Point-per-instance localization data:
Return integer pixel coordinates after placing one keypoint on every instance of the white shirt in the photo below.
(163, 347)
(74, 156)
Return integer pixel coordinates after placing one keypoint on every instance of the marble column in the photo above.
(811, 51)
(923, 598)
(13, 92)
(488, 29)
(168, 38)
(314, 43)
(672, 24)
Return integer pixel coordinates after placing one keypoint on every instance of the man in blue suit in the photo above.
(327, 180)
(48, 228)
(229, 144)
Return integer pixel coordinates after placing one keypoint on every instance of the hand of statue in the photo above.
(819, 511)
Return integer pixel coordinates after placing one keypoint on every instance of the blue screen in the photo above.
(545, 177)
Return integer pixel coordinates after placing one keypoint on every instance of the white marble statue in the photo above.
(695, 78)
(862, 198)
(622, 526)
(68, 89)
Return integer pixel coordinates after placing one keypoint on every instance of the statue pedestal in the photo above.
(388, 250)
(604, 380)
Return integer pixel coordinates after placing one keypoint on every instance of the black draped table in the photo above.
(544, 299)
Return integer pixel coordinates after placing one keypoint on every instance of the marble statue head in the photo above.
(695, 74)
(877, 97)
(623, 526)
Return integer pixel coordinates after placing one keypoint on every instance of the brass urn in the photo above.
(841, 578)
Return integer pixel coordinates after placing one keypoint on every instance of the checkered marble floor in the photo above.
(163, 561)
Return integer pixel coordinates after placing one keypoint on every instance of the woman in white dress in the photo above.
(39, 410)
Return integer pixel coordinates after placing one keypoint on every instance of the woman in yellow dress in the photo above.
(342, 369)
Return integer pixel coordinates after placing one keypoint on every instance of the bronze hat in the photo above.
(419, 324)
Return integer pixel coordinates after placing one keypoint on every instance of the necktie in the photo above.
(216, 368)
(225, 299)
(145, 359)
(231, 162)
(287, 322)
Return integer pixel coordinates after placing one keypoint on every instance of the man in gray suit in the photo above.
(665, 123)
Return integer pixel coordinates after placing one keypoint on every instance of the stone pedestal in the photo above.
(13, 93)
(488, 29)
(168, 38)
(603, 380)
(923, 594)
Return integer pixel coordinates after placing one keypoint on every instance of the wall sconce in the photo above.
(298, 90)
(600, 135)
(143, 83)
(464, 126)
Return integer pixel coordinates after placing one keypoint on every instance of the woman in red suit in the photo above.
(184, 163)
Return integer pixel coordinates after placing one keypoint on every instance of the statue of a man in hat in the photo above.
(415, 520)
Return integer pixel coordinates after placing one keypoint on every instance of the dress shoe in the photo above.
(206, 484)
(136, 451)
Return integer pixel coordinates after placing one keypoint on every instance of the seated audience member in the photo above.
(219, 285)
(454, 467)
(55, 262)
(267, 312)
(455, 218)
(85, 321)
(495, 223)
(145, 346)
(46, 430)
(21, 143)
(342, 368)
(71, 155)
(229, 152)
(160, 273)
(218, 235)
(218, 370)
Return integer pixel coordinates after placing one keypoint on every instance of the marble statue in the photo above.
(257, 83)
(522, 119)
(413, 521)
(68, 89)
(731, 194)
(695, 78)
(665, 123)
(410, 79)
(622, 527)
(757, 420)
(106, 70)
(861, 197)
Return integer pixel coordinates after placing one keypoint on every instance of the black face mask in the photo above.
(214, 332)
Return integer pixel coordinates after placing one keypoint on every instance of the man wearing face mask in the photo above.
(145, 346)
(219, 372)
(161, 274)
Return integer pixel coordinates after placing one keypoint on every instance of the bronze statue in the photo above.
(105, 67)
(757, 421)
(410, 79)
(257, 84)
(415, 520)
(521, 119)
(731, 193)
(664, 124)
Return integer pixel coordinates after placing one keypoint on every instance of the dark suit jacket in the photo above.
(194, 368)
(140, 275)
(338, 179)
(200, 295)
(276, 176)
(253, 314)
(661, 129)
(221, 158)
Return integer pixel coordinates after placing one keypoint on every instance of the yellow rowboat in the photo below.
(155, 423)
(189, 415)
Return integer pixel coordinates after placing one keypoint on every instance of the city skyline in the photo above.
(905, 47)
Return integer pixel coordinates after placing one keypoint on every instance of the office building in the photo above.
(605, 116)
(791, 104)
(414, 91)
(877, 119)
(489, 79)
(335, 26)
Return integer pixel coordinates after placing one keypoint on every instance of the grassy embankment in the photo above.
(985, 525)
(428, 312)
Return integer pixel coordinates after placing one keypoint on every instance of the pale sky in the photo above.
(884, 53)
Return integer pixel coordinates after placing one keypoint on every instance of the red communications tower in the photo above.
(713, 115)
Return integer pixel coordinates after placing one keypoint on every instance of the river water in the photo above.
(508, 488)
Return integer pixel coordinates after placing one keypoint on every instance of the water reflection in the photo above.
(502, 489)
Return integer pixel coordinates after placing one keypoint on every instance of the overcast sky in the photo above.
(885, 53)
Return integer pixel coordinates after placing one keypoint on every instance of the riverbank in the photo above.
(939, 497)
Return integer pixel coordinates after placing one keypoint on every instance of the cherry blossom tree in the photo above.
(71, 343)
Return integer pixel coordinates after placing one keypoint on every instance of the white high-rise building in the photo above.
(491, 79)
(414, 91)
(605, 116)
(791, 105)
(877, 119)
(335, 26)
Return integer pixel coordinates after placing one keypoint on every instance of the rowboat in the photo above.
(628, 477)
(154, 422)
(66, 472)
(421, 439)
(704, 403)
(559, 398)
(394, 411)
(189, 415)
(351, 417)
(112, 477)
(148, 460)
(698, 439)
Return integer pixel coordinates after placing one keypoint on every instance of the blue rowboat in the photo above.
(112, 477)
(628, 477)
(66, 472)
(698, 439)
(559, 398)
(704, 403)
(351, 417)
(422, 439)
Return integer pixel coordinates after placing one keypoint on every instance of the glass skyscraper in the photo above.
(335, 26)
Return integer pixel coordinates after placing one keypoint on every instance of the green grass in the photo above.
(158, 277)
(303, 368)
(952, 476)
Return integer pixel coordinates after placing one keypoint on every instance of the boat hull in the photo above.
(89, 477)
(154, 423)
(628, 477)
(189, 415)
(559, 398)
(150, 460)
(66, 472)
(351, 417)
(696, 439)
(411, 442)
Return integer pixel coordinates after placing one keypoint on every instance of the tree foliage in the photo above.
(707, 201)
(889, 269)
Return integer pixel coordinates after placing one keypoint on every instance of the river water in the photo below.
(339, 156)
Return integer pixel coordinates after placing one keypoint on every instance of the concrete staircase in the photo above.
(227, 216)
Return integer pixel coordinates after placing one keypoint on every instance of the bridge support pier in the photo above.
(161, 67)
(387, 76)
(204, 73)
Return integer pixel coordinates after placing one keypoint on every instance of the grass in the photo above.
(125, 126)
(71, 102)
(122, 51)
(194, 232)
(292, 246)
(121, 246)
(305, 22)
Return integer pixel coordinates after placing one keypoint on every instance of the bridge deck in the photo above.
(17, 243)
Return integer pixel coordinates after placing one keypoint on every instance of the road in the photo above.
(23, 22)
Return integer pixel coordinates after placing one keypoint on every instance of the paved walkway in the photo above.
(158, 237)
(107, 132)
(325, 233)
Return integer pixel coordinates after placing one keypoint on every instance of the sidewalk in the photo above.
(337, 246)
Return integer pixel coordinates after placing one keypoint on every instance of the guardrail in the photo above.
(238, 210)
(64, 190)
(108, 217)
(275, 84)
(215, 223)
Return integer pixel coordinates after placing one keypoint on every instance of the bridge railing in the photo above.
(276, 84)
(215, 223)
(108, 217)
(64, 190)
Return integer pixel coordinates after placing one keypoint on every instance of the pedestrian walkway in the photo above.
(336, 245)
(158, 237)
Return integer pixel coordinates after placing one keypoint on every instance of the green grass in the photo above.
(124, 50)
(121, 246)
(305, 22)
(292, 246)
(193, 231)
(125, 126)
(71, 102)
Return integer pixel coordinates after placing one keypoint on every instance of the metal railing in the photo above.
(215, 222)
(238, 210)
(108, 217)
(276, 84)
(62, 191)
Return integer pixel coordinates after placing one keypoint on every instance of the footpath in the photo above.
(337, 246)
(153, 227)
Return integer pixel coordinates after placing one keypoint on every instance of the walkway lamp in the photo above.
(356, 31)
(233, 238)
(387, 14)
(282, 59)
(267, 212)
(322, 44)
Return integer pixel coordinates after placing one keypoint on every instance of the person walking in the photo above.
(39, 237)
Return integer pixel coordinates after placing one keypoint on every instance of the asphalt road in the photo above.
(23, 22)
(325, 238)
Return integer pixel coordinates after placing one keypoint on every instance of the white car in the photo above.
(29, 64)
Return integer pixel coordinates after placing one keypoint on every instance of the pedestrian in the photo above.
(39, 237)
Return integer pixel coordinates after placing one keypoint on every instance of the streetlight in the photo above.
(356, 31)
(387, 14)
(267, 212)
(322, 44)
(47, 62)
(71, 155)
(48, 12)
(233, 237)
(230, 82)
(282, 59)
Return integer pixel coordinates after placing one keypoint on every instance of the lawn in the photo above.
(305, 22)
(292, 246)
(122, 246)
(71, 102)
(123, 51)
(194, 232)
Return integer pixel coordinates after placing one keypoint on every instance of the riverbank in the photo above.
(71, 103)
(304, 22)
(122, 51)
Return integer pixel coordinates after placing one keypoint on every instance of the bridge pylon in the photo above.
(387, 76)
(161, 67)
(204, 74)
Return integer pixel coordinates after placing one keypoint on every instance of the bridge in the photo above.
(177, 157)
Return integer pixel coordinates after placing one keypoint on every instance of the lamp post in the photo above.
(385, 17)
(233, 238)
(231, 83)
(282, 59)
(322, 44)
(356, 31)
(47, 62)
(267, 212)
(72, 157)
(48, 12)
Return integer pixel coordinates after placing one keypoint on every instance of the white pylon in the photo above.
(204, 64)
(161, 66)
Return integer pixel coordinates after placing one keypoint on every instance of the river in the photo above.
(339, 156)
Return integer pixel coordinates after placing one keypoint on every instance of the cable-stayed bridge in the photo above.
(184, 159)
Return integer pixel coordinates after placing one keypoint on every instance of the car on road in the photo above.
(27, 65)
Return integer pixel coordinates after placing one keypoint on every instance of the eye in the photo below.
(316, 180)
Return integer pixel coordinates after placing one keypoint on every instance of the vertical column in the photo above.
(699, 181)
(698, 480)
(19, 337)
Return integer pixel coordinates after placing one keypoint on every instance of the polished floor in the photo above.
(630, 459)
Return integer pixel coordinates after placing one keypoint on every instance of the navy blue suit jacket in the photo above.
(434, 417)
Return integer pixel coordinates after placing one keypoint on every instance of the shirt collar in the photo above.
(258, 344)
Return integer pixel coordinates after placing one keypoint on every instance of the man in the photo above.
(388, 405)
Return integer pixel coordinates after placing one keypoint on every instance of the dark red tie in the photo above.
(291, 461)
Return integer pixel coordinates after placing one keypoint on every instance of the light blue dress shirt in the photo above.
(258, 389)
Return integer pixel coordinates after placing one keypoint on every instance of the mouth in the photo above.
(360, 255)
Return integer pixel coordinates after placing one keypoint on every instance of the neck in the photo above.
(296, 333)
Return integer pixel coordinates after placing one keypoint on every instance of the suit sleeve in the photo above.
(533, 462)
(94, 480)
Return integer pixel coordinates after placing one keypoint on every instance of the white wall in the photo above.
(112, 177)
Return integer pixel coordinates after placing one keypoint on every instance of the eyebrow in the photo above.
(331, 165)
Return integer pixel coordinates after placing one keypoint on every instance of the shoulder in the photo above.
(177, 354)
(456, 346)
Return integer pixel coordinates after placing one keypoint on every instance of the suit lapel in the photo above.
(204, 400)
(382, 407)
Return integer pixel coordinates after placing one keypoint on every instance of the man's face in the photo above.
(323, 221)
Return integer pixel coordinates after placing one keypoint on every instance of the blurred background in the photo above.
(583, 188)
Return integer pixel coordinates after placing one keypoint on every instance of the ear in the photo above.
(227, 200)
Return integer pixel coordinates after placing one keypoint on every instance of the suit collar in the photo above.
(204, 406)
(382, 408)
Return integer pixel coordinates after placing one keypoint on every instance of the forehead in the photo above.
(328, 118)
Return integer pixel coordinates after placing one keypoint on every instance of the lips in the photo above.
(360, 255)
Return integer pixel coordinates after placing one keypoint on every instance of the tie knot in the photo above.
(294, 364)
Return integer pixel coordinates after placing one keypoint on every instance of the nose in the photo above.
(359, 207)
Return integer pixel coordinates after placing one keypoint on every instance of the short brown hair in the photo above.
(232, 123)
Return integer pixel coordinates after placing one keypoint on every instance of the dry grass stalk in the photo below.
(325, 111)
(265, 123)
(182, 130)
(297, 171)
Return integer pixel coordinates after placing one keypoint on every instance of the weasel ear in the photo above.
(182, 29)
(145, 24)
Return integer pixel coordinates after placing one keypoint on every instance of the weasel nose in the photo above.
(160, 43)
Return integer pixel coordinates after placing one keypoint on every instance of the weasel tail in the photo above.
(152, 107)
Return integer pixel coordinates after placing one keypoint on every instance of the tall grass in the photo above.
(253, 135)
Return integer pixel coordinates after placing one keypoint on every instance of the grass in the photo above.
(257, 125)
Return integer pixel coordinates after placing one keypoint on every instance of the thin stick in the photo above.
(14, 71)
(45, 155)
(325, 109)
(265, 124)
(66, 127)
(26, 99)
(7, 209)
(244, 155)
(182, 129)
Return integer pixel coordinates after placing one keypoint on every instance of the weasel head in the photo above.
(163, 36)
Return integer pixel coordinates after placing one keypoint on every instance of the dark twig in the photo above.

=== TASK BRIEF ===
Word for word, restate only the lines from the one containing "suit collar in the photo above." through the last line of the entries, with both ends kept.

=== FINISHED TASK ===
Return integer pixel coordinates after placing one keypoint on every instance of the suit collar in the photo above.
(204, 406)
(382, 408)
Return integer pixel coordinates after placing one keypoint on every instance of the forehead in the photo above.
(328, 118)
Return integer pixel coordinates after placing one keypoint on every instance of the lips in the photo above.
(360, 255)
Return integer pixel coordinates after placing one keypoint on every instance of the tie knot in the photo above.
(294, 364)
Return integer pixel coordinates after placing one keypoint on every instance of the nose in the photo above.
(359, 207)
Return integer pixel coordinates after placing one keypoint on every instance of the short brown hair in the photo above.
(232, 123)
Return integer pixel coordinates after placing one keypoint on every instance of the dry grass stalk in the photo below.
(325, 111)
(265, 123)
(182, 130)
(297, 171)
Return integer pixel coordinates after placing one keypoint on every instance of the weasel ear in the photo above.
(182, 29)
(145, 24)
Return integer pixel coordinates after placing one keypoint on every instance of the weasel nose in the photo above.
(160, 43)
Return integer pixel coordinates after placing one keypoint on every instance of the weasel tail in the photo above.
(152, 107)
Return integer pixel coordinates after placing one keypoint on every instance of the tall grass in the photo above.
(253, 135)
Return integer pixel coordinates after placing one keypoint on every instance of the grass in the photo above.
(257, 125)
Return integer pixel coordinates after placing one keypoint on every instance of the thin stick in the photo above.
(14, 71)
(45, 155)
(325, 109)
(265, 124)
(66, 127)
(26, 99)
(7, 209)
(244, 155)
(182, 129)
Return integer pixel coordinates after placing one keypoint on every instance of the weasel head in the photo above.
(163, 36)
Return integer pixel coordinates after placing one keypoint on every instance of the dark twig in the photo above.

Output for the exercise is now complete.